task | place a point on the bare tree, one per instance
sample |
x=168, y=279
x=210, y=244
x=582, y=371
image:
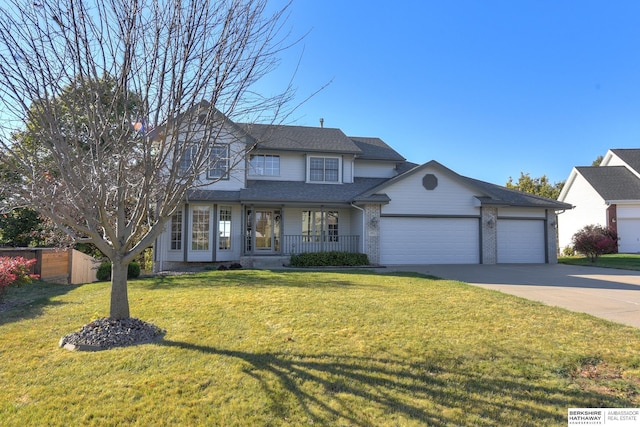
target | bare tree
x=84, y=82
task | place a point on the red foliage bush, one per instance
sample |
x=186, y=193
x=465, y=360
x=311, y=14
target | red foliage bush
x=595, y=240
x=15, y=271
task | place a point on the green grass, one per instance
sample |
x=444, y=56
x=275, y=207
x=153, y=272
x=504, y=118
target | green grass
x=623, y=261
x=312, y=348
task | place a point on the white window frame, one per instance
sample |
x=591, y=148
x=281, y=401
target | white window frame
x=324, y=172
x=177, y=230
x=215, y=160
x=263, y=170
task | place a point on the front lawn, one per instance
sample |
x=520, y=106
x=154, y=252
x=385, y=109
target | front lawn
x=312, y=348
x=623, y=261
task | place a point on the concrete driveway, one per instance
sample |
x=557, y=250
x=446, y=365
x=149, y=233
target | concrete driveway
x=603, y=292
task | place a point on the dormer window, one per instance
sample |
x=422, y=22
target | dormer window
x=264, y=165
x=219, y=162
x=324, y=169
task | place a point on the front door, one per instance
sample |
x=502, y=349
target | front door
x=266, y=230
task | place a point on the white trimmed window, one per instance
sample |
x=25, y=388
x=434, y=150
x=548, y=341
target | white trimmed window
x=264, y=165
x=219, y=162
x=324, y=169
x=176, y=231
x=320, y=226
x=186, y=161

----

Copy out the part of the material that opens with the line containing "task | place a point on the front door, one" and continues to the end of the material, keeping every request line. Multiply each x and y coordinate in the answer points by 1.55 and round to whole numbers, rounding halves up, but leave the sample coordinates as they are.

EXERCISE ANSWER =>
task | place a point on the front door, one per instance
sample |
x=502, y=349
target | front door
x=412, y=357
task | place a point on the white trimmed window, one per instance
sample |
x=25, y=388
x=434, y=150
x=548, y=341
target | white trimmed window
x=409, y=256
x=339, y=251
x=502, y=262
x=273, y=358
x=496, y=350
x=288, y=250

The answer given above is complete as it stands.